Stored data entries:
Content starts

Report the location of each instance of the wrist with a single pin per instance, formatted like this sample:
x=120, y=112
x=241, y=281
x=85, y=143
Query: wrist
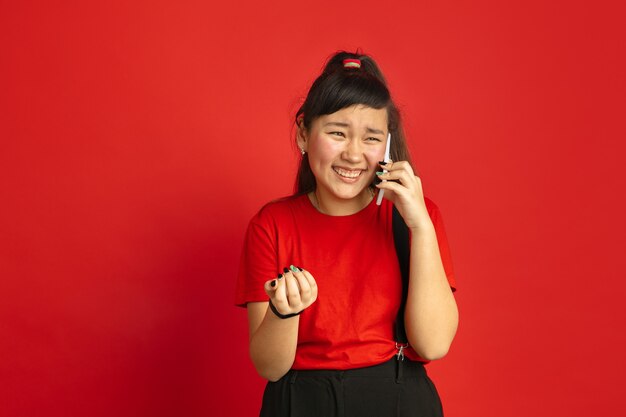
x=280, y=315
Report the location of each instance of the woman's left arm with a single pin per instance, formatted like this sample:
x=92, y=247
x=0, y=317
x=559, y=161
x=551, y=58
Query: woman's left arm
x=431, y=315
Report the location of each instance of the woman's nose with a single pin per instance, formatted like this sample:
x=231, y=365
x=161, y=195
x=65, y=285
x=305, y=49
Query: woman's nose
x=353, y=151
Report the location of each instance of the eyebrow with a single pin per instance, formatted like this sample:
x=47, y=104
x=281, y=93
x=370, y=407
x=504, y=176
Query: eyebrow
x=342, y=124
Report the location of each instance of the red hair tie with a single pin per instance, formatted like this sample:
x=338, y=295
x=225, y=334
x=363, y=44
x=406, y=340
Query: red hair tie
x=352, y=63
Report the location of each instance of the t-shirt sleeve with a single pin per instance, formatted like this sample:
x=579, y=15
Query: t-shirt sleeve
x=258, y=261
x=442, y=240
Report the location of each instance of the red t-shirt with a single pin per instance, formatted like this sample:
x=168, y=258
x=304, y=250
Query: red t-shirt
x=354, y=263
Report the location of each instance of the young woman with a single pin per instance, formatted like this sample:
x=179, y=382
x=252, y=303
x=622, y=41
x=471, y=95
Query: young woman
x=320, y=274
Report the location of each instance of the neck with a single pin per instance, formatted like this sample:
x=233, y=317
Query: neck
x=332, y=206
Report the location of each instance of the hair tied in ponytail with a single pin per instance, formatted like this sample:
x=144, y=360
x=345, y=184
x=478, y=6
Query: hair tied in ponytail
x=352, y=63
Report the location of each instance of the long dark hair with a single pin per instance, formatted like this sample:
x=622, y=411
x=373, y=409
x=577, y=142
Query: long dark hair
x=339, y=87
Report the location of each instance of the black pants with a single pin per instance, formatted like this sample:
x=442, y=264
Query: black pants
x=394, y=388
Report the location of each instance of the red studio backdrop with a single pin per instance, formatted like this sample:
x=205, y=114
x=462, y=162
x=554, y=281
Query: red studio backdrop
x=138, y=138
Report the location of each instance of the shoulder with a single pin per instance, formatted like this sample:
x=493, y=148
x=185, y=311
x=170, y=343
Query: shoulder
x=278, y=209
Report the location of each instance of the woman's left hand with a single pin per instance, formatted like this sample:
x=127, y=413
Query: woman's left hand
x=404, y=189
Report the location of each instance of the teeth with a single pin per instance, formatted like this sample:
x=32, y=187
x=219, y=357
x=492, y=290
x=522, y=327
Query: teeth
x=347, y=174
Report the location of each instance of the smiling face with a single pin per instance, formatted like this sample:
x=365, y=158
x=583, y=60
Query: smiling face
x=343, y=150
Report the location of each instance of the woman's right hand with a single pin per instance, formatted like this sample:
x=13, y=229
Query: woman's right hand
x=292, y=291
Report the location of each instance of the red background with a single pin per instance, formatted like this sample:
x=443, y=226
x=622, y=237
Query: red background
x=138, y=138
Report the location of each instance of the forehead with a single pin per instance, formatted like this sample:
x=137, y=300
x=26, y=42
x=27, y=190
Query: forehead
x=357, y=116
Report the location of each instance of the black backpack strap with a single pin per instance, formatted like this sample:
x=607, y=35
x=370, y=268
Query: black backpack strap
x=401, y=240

Content ends
Content starts

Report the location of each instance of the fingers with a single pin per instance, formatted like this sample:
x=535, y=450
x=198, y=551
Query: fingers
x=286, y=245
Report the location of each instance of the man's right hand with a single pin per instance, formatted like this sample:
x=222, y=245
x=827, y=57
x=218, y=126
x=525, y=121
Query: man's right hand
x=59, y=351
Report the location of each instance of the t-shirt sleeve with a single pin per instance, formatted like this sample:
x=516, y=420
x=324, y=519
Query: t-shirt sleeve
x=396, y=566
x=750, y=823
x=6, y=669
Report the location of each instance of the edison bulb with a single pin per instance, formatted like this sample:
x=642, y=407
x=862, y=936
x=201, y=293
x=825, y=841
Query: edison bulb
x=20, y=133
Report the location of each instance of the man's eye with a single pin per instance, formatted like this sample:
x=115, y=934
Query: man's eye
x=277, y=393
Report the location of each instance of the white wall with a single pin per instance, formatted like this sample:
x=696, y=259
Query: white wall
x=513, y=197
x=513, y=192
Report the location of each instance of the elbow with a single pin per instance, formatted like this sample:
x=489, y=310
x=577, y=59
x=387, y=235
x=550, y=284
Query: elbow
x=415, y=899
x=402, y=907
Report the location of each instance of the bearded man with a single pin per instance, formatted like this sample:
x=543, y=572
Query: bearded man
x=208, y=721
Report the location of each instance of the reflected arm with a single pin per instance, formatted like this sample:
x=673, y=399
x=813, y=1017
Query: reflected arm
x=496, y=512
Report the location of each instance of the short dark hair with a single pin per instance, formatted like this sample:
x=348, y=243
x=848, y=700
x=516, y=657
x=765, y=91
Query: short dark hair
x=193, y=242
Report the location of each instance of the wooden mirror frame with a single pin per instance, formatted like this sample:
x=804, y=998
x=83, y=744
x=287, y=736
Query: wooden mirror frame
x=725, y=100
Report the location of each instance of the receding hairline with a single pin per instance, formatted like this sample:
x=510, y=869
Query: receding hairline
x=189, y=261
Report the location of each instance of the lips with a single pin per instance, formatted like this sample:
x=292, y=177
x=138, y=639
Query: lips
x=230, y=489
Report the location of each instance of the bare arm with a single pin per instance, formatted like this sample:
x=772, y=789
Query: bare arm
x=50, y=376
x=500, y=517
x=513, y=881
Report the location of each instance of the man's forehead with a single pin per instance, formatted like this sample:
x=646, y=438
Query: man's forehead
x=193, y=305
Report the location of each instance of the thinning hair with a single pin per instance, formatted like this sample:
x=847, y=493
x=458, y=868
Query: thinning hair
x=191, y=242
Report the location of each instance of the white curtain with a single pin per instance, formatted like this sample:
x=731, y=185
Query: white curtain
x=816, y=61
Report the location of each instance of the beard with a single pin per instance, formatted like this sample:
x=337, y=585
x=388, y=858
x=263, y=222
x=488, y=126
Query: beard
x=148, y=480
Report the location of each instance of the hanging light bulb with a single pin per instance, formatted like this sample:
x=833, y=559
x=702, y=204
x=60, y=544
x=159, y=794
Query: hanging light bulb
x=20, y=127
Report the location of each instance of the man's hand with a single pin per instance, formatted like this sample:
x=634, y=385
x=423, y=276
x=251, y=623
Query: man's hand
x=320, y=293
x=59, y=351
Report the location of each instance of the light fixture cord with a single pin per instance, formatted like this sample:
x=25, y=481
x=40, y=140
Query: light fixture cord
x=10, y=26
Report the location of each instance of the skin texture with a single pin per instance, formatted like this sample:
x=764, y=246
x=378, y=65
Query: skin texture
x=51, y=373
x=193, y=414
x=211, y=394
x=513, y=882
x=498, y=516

Content ends
Content starts

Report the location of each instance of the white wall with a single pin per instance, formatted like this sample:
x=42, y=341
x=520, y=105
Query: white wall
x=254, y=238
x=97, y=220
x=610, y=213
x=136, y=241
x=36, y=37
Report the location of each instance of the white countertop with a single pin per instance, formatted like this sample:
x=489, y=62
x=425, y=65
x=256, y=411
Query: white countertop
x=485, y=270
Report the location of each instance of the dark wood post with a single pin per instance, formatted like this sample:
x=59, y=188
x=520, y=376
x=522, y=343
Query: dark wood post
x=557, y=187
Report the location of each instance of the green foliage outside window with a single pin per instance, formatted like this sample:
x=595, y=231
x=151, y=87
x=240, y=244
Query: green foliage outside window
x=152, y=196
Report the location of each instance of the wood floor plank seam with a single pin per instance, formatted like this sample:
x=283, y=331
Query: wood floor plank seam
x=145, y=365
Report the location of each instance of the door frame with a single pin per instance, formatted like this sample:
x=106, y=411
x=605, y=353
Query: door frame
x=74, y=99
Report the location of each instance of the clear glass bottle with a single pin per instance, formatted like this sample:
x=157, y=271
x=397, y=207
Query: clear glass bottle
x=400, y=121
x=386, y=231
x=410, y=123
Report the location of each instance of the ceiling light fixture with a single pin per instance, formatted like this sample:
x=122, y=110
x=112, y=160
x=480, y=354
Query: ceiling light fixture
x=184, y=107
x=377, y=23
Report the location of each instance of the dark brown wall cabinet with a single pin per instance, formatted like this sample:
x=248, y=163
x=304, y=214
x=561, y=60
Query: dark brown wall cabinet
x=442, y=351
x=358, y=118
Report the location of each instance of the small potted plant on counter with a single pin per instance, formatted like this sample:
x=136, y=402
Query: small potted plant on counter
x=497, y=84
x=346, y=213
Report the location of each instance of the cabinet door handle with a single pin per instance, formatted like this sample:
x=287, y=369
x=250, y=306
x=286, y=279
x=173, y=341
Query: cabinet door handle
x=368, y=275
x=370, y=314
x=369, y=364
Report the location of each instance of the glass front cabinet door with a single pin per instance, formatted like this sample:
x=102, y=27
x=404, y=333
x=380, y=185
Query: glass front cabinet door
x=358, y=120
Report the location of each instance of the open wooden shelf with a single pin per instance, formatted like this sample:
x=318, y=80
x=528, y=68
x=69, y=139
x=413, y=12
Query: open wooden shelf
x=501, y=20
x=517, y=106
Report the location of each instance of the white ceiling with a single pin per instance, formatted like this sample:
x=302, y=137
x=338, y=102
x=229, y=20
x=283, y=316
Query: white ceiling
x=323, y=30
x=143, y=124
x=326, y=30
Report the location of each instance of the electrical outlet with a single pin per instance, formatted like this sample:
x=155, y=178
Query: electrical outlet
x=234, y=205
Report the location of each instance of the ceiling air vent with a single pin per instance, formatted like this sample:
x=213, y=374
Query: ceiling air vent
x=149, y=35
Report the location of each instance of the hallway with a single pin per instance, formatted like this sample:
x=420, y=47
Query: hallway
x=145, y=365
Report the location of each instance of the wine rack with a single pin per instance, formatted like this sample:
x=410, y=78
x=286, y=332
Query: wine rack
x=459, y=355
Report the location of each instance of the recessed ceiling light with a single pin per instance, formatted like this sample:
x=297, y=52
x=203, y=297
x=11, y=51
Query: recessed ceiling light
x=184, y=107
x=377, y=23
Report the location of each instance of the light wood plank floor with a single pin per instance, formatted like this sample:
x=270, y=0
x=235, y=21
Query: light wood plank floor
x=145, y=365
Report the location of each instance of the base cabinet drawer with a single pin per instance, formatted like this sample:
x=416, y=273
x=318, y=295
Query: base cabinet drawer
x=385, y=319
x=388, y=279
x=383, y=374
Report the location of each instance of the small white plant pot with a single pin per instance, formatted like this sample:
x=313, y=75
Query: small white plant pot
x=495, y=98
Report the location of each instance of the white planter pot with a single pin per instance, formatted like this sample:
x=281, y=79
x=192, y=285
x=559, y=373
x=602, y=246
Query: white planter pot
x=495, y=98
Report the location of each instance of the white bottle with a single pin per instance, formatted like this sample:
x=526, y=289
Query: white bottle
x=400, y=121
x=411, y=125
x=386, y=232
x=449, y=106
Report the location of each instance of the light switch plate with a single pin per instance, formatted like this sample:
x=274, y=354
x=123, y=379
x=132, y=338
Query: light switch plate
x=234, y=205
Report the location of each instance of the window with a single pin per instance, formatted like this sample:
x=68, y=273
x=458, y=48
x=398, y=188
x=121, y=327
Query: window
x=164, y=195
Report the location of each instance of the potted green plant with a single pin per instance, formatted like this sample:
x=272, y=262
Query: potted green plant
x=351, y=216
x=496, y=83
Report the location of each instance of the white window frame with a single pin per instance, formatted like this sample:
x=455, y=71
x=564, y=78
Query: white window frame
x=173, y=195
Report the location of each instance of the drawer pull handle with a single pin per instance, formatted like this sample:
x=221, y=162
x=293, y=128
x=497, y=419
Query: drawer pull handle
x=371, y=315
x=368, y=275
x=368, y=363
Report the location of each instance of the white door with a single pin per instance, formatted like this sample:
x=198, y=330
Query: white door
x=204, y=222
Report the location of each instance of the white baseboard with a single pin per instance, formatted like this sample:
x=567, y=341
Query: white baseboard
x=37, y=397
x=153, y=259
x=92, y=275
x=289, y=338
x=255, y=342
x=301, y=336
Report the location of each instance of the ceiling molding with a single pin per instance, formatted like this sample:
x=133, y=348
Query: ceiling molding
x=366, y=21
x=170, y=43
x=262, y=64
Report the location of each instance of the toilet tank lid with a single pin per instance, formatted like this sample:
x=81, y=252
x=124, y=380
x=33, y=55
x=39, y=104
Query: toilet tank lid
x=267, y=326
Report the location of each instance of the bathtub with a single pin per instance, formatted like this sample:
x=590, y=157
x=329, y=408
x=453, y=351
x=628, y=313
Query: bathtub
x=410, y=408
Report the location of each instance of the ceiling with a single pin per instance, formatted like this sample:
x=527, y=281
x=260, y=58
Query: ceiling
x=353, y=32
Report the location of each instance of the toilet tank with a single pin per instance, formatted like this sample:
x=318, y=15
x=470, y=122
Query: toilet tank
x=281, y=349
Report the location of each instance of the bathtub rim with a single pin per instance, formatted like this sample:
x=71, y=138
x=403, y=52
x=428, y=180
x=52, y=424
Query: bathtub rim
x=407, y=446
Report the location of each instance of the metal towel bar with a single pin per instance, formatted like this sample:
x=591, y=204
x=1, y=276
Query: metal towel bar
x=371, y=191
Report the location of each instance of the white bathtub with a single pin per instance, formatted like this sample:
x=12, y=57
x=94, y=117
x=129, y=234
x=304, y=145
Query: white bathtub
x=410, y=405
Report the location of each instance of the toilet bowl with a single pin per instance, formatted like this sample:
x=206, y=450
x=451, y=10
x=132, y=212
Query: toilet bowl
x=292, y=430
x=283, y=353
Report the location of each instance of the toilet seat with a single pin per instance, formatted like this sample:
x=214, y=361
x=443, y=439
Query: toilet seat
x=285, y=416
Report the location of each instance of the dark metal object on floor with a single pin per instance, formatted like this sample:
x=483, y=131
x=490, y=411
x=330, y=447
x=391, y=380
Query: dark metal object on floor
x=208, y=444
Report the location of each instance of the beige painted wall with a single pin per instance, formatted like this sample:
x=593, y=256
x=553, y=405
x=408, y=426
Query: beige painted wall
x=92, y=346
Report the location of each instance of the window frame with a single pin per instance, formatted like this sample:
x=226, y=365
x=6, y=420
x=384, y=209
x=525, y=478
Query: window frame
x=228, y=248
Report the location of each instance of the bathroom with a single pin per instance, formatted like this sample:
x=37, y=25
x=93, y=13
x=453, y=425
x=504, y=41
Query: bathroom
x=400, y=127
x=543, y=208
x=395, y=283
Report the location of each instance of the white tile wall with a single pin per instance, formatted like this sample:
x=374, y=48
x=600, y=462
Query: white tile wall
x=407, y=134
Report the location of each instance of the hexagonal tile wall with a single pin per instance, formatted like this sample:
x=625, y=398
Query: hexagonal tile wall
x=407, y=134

Content ends

WORK REQUIRED: Restate word for word the lines of the data above, starting at the line containing "Query: green foliage outside window" and ending at the line containing "x=136, y=402", both included, and nothing more.

RESULT FOR THIS TASK:
Query: green foliage outside window
x=152, y=196
Report the location of each instance of the wood floor plank seam with a single pin per instance, formatted like this sample:
x=283, y=331
Query: wood floor plank seam
x=145, y=365
Report the location of each instance of the door frame with a single pin per instance, formatted like this sample:
x=106, y=411
x=605, y=353
Query: door frame
x=74, y=99
Report the location of each instance of the clear glass bottle with a single pin per instance, formatted like this sample:
x=157, y=271
x=397, y=207
Query: clear glass bottle
x=400, y=121
x=386, y=231
x=410, y=123
Report the location of each instance of the ceiling light fixture with a single pin per instance, formatted like this sample:
x=122, y=110
x=112, y=160
x=480, y=354
Query: ceiling light fixture
x=184, y=107
x=377, y=23
Report the location of each instance of the dark brown wall cabinet with a single pin per instance, formatted like this sample:
x=248, y=163
x=304, y=214
x=561, y=60
Query: dark brown wall cabinet
x=442, y=351
x=358, y=118
Report the location of each instance of the small potted plant on counter with a single pin per instance, formatted like this sample:
x=136, y=402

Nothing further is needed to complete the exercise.